-- Assigned task --
Repeat all of the records verbatim.

(Natural language region descriptions)
------------
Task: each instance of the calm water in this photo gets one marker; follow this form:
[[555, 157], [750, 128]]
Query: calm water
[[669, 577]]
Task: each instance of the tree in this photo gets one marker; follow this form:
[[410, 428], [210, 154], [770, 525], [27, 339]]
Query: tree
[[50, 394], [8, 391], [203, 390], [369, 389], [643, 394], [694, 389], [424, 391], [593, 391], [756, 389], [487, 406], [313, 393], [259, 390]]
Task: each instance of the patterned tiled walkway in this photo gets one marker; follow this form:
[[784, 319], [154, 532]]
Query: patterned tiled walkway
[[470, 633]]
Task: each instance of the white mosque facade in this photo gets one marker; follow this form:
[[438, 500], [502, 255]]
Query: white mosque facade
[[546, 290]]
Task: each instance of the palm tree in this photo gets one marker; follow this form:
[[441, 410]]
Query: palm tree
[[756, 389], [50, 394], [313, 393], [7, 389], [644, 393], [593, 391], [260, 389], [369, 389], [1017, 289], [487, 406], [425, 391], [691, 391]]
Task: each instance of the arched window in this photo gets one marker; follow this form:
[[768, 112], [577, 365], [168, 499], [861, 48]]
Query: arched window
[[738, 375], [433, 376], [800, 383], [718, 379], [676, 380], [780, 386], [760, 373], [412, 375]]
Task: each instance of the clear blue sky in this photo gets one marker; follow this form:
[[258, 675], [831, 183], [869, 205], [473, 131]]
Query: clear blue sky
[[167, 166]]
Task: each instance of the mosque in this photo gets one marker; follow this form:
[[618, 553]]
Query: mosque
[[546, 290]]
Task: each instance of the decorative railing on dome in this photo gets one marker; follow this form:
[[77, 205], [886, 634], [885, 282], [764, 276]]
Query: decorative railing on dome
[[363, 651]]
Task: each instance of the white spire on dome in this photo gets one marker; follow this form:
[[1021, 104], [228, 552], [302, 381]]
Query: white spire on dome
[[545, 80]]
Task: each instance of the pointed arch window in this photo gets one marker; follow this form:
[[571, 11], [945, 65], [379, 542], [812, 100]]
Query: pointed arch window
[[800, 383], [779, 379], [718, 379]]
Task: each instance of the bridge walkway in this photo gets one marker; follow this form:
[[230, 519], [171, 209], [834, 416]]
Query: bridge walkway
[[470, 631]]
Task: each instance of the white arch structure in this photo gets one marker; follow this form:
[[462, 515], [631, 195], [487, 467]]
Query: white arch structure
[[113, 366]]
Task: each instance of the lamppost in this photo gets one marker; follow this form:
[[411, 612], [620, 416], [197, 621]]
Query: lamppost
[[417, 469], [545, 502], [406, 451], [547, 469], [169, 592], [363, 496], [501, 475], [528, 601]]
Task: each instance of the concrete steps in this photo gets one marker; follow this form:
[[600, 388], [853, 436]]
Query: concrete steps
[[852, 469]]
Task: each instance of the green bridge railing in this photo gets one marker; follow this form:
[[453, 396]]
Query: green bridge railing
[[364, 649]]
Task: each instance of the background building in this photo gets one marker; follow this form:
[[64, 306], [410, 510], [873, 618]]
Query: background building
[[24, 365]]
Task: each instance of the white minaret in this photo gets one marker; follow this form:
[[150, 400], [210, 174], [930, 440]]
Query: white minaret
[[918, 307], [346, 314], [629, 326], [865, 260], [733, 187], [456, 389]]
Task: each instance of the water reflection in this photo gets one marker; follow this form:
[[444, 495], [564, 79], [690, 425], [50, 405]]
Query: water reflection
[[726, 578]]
------------
-- Task result --
Task: each instance of the calm water in this photo gets one marker; follow this form:
[[555, 157], [750, 128]]
Query: calm water
[[669, 577]]
Task: each instance of the tree in this photo gets one marker; follow this form:
[[410, 428], [210, 154], [770, 525], [27, 339]]
Query: tree
[[50, 394], [8, 391], [203, 390], [369, 389], [643, 394], [694, 389], [424, 391], [593, 391], [756, 389], [487, 406], [313, 393], [259, 390]]
Task: each instance of the patterned tiled walkway in this photo gets one marker; follow this form:
[[784, 319], [154, 532]]
Query: patterned tiled walkway
[[470, 633]]
Task: each instance of the white mosque facade in this photo gets one marker; follow this form:
[[438, 500], [502, 255]]
Query: white mosque facade
[[546, 290]]
Task: each instance of the palm tree in this photo gets one marker; follow this form:
[[441, 410]]
Query: palm tree
[[756, 389], [50, 394], [313, 393], [7, 389], [644, 393], [593, 391], [260, 389], [369, 389], [1017, 289], [487, 406], [425, 391], [691, 391]]
Task: each instance of the arched window in this photo gets one marker; follow this form:
[[768, 112], [577, 365], [168, 499], [861, 48]]
Query: arched window
[[738, 375], [433, 376], [800, 383], [718, 379], [676, 380], [780, 386], [760, 373], [412, 375]]
Task: each instance of the clear blue sky in this photo gets one marker; follow this form:
[[258, 675], [831, 183], [869, 205], [473, 131]]
Query: clear blue sky
[[167, 166]]
Task: each instance of the mosque in this photo gets one marker; follow this form:
[[618, 553]]
Query: mosque
[[546, 290]]
Task: each instance of the decorative railing on dome in this photo gets one marker; follow this form:
[[77, 205], [886, 634], [885, 282], [764, 276]]
Query: decorative railing on dome
[[363, 651]]
Task: each instance of the white spire on dome in this photo gets one marker; follow this form:
[[1021, 104], [228, 552], [302, 381]]
Query: white spire on dome
[[545, 80]]
Task: each instance of the pointed arch window in this photo gets one marker; follow this form:
[[571, 11], [945, 65], [379, 542], [812, 100]]
Query: pointed arch window
[[800, 383], [779, 379], [718, 379]]
Task: each instance of the bridge walkway in this photo gets one marker; follow this form:
[[230, 519], [171, 209], [834, 416]]
Query: bridge walkway
[[470, 631]]
Task: each instance of the white arch structure in this photo gets one marker; follow this form:
[[462, 515], [631, 195], [487, 467]]
Query: white arch structure
[[113, 366]]
Task: each instance of the lamppost in this photo gets one marker; follow this form:
[[411, 612], [620, 416], [197, 621]]
Query: lamppost
[[417, 469], [545, 502], [406, 451], [547, 469], [169, 592], [363, 496], [501, 475], [528, 601]]
Task: each instance of the concrete steps in this photo gets one marker; follow this form:
[[600, 388], [853, 436]]
Query: concrete steps
[[852, 469]]
Task: each instance of the green bridge railing in this photo gets one marker; follow this form:
[[453, 396]]
Query: green bridge railing
[[364, 649]]
Task: each instance of the background building in this photo gets one marker; follow this form:
[[64, 306], [410, 510], [873, 618]]
Query: background building
[[24, 365]]
Task: each instance of the white minaret in this photo gets one marker; follow this form:
[[150, 400], [210, 174], [930, 440]]
Query: white minaret
[[918, 307], [346, 314], [629, 326], [865, 260], [733, 187], [456, 389]]
Task: each instance of the water reflection in this photo gets one marker; follow this form:
[[444, 495], [564, 79], [690, 425], [50, 405]]
Query: water reflection
[[726, 578]]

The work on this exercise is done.